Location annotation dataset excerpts

........

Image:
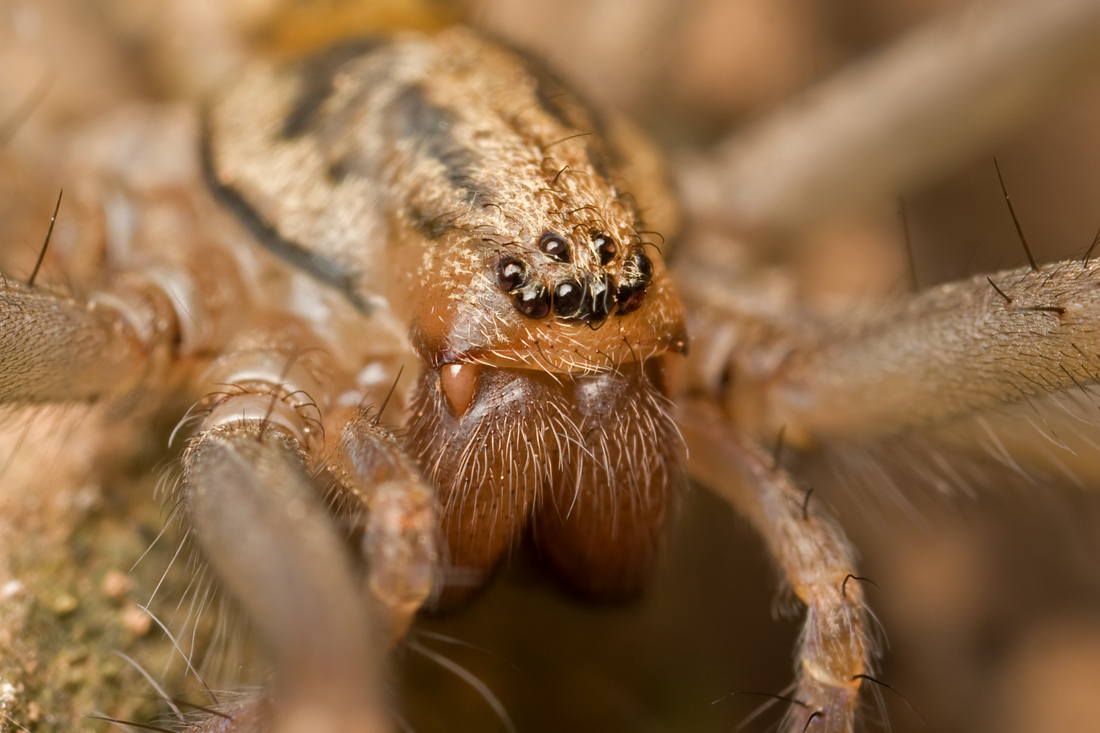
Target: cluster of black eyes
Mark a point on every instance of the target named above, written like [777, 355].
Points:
[572, 299]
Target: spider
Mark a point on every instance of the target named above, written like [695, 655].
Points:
[279, 372]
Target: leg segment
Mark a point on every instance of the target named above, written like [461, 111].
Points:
[264, 529]
[55, 349]
[815, 559]
[946, 352]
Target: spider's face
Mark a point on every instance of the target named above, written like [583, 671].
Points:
[550, 336]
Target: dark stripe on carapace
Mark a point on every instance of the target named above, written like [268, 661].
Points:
[325, 270]
[430, 127]
[317, 75]
[570, 108]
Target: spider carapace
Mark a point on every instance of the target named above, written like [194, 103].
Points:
[460, 189]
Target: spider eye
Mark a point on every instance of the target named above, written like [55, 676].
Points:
[532, 301]
[644, 266]
[510, 274]
[568, 297]
[603, 297]
[606, 247]
[554, 245]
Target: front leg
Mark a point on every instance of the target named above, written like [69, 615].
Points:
[815, 558]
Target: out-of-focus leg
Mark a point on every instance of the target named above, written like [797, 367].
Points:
[946, 352]
[815, 559]
[56, 349]
[263, 526]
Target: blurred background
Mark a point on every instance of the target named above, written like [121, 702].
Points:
[989, 599]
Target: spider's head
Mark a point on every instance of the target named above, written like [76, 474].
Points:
[545, 405]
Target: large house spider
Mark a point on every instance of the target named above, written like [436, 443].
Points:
[554, 324]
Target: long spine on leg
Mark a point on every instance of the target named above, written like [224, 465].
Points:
[815, 559]
[263, 526]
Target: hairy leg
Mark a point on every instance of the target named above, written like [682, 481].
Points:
[956, 349]
[814, 557]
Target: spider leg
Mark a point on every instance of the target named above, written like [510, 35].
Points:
[262, 524]
[57, 349]
[957, 349]
[815, 559]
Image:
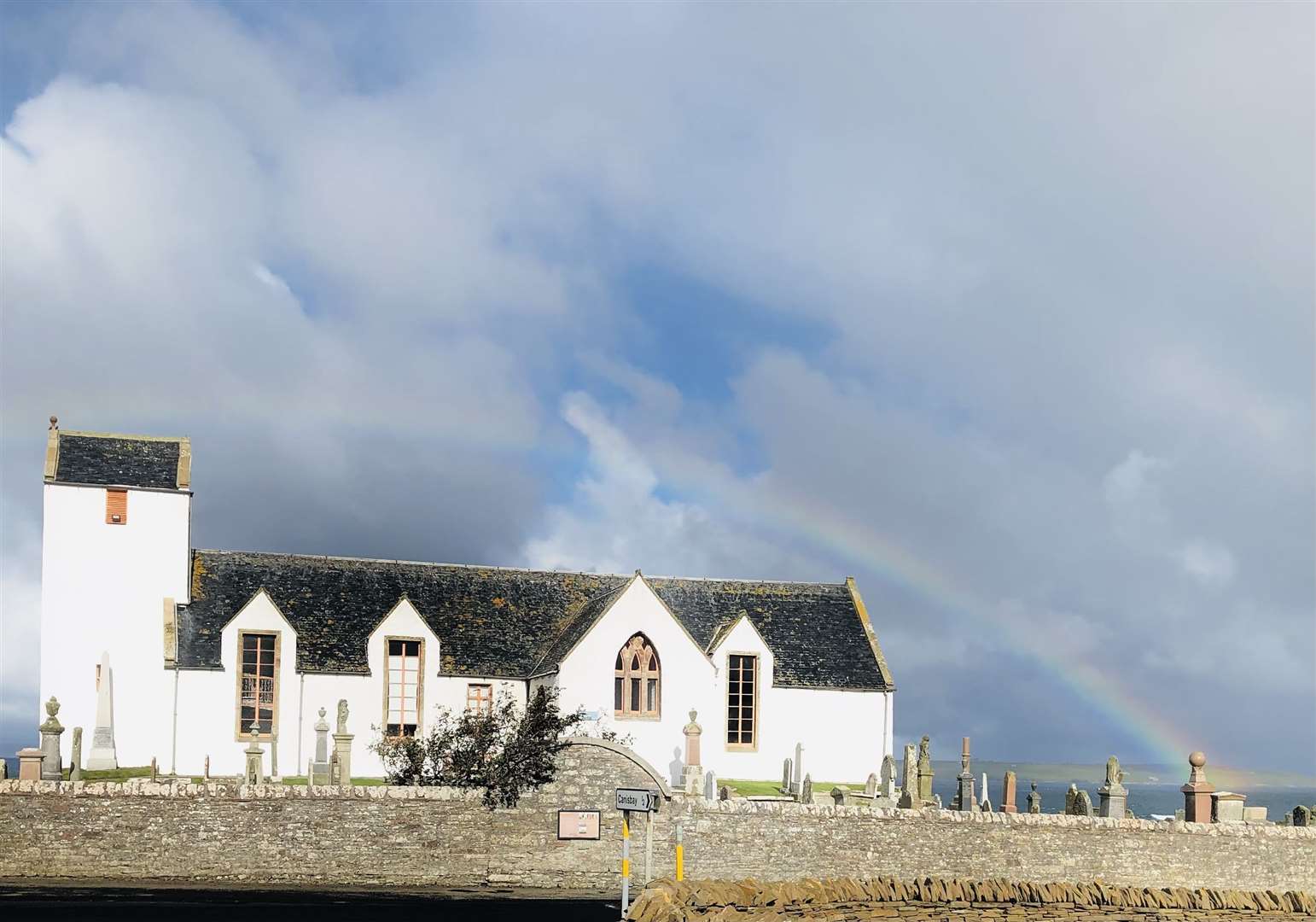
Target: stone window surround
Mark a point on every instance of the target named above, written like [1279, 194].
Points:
[626, 674]
[758, 681]
[241, 732]
[420, 681]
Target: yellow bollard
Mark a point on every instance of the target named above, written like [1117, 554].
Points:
[626, 861]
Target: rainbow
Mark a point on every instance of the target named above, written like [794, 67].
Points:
[876, 552]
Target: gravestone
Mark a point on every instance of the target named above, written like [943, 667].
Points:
[75, 759]
[1007, 793]
[1115, 796]
[1197, 793]
[254, 755]
[965, 801]
[29, 764]
[910, 781]
[51, 767]
[924, 772]
[342, 746]
[888, 785]
[694, 772]
[318, 769]
[102, 756]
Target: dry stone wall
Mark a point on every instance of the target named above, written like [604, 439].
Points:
[441, 837]
[930, 899]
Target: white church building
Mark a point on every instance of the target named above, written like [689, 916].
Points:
[201, 645]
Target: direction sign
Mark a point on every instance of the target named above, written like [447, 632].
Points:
[638, 798]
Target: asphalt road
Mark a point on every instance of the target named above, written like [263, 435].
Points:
[46, 902]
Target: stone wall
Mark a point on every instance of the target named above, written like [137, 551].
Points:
[440, 837]
[934, 899]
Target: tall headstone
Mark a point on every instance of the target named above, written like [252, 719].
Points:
[888, 780]
[1034, 800]
[1115, 796]
[342, 744]
[1197, 793]
[102, 756]
[254, 755]
[75, 761]
[694, 772]
[1007, 793]
[965, 793]
[318, 771]
[51, 767]
[910, 781]
[924, 772]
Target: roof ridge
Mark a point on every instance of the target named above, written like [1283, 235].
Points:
[131, 436]
[515, 569]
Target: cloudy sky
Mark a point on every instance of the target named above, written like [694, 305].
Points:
[1004, 310]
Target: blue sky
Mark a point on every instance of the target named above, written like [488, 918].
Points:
[1002, 305]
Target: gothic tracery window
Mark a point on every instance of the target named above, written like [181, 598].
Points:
[638, 681]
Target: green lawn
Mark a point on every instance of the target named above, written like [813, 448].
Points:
[772, 788]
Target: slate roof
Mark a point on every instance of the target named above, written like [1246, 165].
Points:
[510, 622]
[116, 460]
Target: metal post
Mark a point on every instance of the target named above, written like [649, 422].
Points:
[626, 861]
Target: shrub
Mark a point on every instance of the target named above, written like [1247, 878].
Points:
[503, 752]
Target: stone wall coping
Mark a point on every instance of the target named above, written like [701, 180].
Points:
[277, 792]
[1012, 820]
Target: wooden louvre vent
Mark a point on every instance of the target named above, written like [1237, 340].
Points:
[116, 507]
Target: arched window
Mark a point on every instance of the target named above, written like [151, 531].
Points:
[638, 684]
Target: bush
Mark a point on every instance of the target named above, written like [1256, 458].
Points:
[504, 752]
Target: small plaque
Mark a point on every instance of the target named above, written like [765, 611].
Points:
[578, 824]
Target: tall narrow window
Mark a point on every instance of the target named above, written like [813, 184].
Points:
[638, 680]
[116, 507]
[480, 698]
[403, 671]
[741, 701]
[259, 681]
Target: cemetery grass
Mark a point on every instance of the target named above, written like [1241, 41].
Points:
[774, 788]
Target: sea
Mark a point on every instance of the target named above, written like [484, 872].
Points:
[1145, 800]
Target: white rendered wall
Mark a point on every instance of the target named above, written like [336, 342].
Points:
[103, 589]
[845, 734]
[208, 698]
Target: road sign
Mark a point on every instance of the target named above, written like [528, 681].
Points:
[638, 798]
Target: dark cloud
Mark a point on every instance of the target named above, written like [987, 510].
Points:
[1048, 276]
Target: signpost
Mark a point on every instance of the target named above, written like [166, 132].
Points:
[640, 800]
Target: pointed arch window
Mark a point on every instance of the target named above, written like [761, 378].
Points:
[638, 680]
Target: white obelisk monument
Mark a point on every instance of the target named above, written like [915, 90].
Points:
[103, 738]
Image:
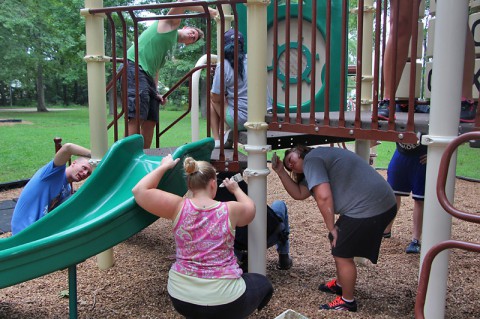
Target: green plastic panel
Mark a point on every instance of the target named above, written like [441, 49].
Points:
[335, 48]
[100, 215]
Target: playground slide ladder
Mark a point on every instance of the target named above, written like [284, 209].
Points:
[449, 208]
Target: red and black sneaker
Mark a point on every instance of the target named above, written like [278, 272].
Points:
[331, 287]
[340, 304]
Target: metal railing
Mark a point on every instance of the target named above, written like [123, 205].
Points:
[452, 210]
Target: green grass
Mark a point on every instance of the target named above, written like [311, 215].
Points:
[467, 159]
[26, 147]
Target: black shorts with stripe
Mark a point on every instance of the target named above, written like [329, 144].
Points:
[361, 237]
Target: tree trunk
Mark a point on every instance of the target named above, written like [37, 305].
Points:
[40, 90]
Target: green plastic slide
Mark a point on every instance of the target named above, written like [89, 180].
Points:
[100, 215]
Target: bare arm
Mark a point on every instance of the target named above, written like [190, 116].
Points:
[172, 24]
[324, 198]
[242, 211]
[296, 191]
[156, 201]
[67, 151]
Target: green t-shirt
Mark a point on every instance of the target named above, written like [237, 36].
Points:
[153, 48]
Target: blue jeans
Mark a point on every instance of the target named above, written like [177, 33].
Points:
[282, 241]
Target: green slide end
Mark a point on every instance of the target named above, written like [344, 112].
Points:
[100, 215]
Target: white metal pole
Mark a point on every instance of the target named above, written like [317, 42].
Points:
[195, 113]
[95, 58]
[362, 147]
[257, 147]
[448, 58]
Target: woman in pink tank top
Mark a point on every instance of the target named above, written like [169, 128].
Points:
[205, 281]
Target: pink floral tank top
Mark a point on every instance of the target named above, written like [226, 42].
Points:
[205, 243]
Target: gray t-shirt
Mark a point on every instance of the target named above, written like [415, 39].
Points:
[358, 190]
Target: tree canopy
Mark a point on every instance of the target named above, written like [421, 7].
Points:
[43, 46]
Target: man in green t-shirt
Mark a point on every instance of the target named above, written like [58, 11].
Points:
[154, 44]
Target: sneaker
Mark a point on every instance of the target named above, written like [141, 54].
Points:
[468, 111]
[228, 139]
[331, 287]
[284, 262]
[383, 111]
[413, 247]
[340, 304]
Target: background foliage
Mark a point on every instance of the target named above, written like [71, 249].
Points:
[43, 46]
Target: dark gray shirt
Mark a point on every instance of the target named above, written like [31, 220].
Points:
[358, 190]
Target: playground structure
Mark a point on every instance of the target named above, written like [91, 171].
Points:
[323, 123]
[329, 124]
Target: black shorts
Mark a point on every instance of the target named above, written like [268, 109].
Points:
[258, 292]
[361, 237]
[149, 105]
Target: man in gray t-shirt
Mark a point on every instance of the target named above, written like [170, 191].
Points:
[358, 190]
[341, 183]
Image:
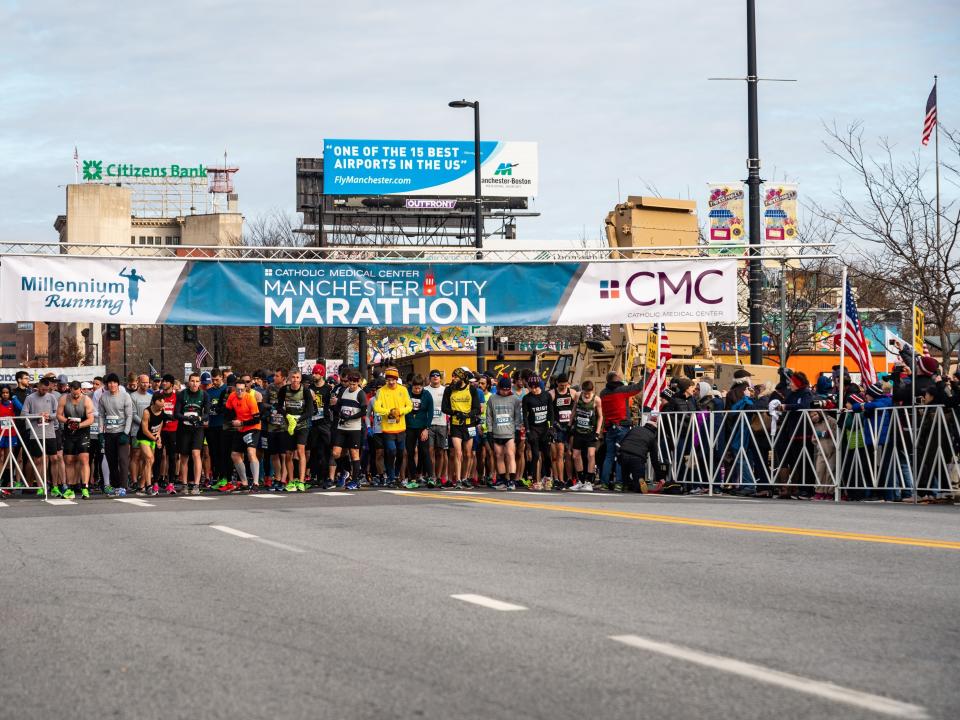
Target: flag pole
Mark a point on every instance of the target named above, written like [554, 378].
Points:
[936, 156]
[843, 337]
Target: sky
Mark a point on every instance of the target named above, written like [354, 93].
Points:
[615, 93]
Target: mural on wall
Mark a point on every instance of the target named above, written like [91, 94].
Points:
[402, 342]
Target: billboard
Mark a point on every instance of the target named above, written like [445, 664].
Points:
[428, 167]
[368, 294]
[780, 212]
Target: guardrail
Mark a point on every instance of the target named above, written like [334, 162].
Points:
[891, 453]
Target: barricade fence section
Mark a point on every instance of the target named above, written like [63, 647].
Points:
[28, 444]
[892, 453]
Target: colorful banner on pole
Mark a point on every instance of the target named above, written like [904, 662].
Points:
[780, 212]
[428, 167]
[725, 213]
[364, 294]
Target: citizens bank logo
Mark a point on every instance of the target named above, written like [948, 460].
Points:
[93, 169]
[609, 289]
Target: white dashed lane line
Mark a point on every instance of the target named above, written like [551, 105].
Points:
[797, 683]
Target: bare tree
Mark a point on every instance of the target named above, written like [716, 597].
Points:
[891, 222]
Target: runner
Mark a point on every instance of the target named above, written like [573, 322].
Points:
[587, 421]
[41, 438]
[141, 398]
[191, 411]
[75, 415]
[504, 416]
[295, 402]
[276, 433]
[168, 457]
[116, 423]
[351, 408]
[319, 440]
[461, 403]
[563, 402]
[242, 402]
[419, 468]
[537, 416]
[149, 438]
[439, 434]
[392, 405]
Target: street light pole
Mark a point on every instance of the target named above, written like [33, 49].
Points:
[753, 184]
[477, 201]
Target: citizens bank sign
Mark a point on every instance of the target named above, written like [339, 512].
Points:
[94, 170]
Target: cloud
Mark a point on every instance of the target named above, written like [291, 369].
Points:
[612, 91]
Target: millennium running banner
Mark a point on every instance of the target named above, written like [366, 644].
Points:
[344, 294]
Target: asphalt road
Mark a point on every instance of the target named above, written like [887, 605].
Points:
[334, 605]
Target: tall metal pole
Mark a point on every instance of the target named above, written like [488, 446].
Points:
[478, 218]
[478, 192]
[753, 183]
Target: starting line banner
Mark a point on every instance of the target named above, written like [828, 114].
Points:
[344, 294]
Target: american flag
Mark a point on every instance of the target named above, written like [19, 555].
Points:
[849, 331]
[930, 121]
[657, 380]
[202, 355]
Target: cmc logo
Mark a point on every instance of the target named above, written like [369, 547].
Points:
[647, 288]
[609, 289]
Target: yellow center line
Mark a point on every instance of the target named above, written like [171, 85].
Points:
[700, 522]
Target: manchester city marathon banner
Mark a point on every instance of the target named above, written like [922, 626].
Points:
[344, 294]
[428, 167]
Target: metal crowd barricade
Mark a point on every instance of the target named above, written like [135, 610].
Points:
[886, 453]
[16, 456]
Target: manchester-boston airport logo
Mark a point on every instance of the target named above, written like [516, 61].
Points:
[92, 294]
[370, 296]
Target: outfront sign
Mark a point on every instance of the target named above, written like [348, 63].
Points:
[342, 294]
[428, 167]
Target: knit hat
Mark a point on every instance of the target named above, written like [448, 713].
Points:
[875, 389]
[926, 365]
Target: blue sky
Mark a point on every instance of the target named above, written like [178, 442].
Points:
[612, 91]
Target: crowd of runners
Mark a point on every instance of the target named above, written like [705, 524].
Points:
[284, 431]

........

Can you reproduce the entries from the line holding "Target: starting line banner" through the end of the entries, inclusive, substituting "wool cap" for "knit hat" and leaving everything else unchanged?

*Correct result*.
Target: starting line banner
Mark a point on every instance of the target named above, written like [828, 114].
Points:
[344, 294]
Target: american flag
Mark a point on every instance of the target named above, written like [19, 555].
Points:
[849, 331]
[930, 121]
[657, 380]
[202, 355]
Target: cmc logo
Mark a point on every instance of the target named above, written like [369, 547].
Points:
[647, 288]
[609, 289]
Target: yellow center line
Mark a point on every instance of the target named above, written like [171, 85].
Points:
[700, 522]
Target: manchester city marathon banner
Mark a point on every instance of the target named above, written like [922, 626].
Points:
[344, 294]
[428, 167]
Target: metal crowd barricade
Mark a point on every instance of the target named above, written like [135, 610].
Points:
[886, 453]
[16, 456]
Target: manchester-boston airport logo
Mark a point on every instance of the target named above, written like [516, 61].
Points:
[92, 294]
[370, 296]
Target: outfront sign
Mark a point on every instance of the target named above, written like [348, 63].
Points:
[342, 294]
[428, 167]
Target: wool cap
Mark a point on every instance of the target named above, written like [448, 713].
Points:
[875, 389]
[926, 365]
Target: blue sky
Mark a point on every instance of the target named above, written like [178, 442].
Points:
[612, 91]
Target: crowd of runners
Mark a point on every instance of the target named above, written like [705, 524].
Points:
[284, 431]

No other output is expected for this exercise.